* Problem statement *
Set the data down again, word for word, as it appears below.

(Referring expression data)
§

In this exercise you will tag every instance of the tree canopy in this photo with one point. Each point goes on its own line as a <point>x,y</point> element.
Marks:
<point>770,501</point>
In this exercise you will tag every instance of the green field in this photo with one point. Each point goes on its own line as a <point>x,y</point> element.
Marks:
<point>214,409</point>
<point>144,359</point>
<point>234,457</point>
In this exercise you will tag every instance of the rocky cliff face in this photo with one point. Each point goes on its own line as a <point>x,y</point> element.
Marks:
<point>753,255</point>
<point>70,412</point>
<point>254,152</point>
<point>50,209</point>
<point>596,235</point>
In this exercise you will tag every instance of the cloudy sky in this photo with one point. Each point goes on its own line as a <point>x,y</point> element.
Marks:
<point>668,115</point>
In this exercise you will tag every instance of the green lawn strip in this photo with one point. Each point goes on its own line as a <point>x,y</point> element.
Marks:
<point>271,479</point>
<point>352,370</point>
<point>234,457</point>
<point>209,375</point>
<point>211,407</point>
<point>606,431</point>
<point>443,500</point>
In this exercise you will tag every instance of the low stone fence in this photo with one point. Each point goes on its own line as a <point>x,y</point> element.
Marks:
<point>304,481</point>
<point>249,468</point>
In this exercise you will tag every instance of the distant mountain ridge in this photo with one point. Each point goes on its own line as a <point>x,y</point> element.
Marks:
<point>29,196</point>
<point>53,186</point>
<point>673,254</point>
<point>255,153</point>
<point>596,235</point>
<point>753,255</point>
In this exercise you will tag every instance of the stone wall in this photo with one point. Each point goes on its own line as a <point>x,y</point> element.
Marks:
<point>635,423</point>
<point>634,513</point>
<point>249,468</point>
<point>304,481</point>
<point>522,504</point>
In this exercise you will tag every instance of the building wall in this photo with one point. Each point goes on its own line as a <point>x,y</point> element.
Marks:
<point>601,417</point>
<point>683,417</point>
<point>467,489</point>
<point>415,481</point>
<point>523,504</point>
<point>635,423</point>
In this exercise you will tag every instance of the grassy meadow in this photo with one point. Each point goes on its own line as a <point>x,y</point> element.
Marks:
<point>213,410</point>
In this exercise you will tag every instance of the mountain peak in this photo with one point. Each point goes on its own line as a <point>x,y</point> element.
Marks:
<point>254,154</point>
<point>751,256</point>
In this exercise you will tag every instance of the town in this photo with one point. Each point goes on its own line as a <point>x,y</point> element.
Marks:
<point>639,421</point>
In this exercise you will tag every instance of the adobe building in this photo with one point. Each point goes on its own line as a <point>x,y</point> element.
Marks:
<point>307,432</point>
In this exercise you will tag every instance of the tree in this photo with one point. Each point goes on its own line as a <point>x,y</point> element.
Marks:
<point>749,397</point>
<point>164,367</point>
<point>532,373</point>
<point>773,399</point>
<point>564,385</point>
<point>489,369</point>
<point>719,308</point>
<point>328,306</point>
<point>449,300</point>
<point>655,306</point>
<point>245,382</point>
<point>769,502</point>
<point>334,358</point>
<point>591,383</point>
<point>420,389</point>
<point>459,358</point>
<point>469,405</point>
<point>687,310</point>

§

* Result of the exercise *
In this exercise you will tag every instance of the tree canopy in this photo with one point. Each point goes on its own line as a <point>x,y</point> element.
Marks:
<point>770,501</point>
In this exercise you will tag every instance of the green field in this photo with one point. Each point goes on its own line as a <point>x,y</point> element.
Marks:
<point>214,409</point>
<point>144,359</point>
<point>234,457</point>
In this exercise you will tag every instance of the rocky cliff face in this photo with one point. Each point goes on its own line as a <point>x,y</point> element.
Marks:
<point>753,255</point>
<point>70,412</point>
<point>254,152</point>
<point>50,209</point>
<point>596,235</point>
In this exercise you will tag every instance of the cloudy sky in this photo with one point. Each point goes on its own line as a <point>x,y</point> element.
Marks:
<point>668,115</point>
In this exercise you will tag every instance of the green lawn strip in this photo with one point. Each point goes on its own line as a <point>x,y</point> element.
Marks:
<point>271,479</point>
<point>352,370</point>
<point>234,457</point>
<point>209,375</point>
<point>211,407</point>
<point>606,431</point>
<point>443,500</point>
In this exercise you will tag every instance of the low stone fence in this photo with one point. Each point goes on its own line as a <point>x,y</point> element.
Marks:
<point>304,481</point>
<point>249,468</point>
In this exercise you will tag every instance of the distant mountain ridge in this photo with one point. Each point goes on its own line as a <point>x,y</point> element.
Marks:
<point>29,196</point>
<point>53,186</point>
<point>673,254</point>
<point>255,153</point>
<point>596,235</point>
<point>753,255</point>
In this exercise you will tag every instance of the stone wall in this photo with one point. Each point goes on its own line as a <point>x,y</point> element.
Marks:
<point>635,423</point>
<point>634,513</point>
<point>249,468</point>
<point>304,481</point>
<point>522,504</point>
In this exercise you will tag every instance of the building wall in this photo with one point. Each point goes on its own line as a <point>x,y</point> element.
Marks:
<point>601,417</point>
<point>683,417</point>
<point>467,489</point>
<point>415,481</point>
<point>523,504</point>
<point>635,423</point>
In this exercise you will tag every instance of the grassy meadow in this photo with one point. Each point goes on its own line as a <point>x,y</point> element.
Marks:
<point>213,410</point>
In this exercise you will tag every instance of the mountain peak in this photo with one point. Each point goes on its own line as a <point>x,y</point> element.
Marks:
<point>254,154</point>
<point>751,256</point>
In this exercise you will tag every instance of the town in this photo with one point. Each point goes on its own line as a <point>x,y</point> element.
Marks:
<point>639,421</point>
In this exercise you will tag every instance of the adobe building in this photo with one point. Each point goes on its own line as a <point>x,y</point> element.
Marks:
<point>307,432</point>
In this exercise you will tag every instance of the tree in this photo with one point. Each point goes on its own line as a <point>x,y</point> element.
Marks:
<point>749,397</point>
<point>164,367</point>
<point>532,373</point>
<point>773,399</point>
<point>564,385</point>
<point>489,369</point>
<point>719,308</point>
<point>328,306</point>
<point>449,300</point>
<point>655,306</point>
<point>245,382</point>
<point>769,502</point>
<point>334,358</point>
<point>591,383</point>
<point>420,389</point>
<point>459,358</point>
<point>469,405</point>
<point>687,310</point>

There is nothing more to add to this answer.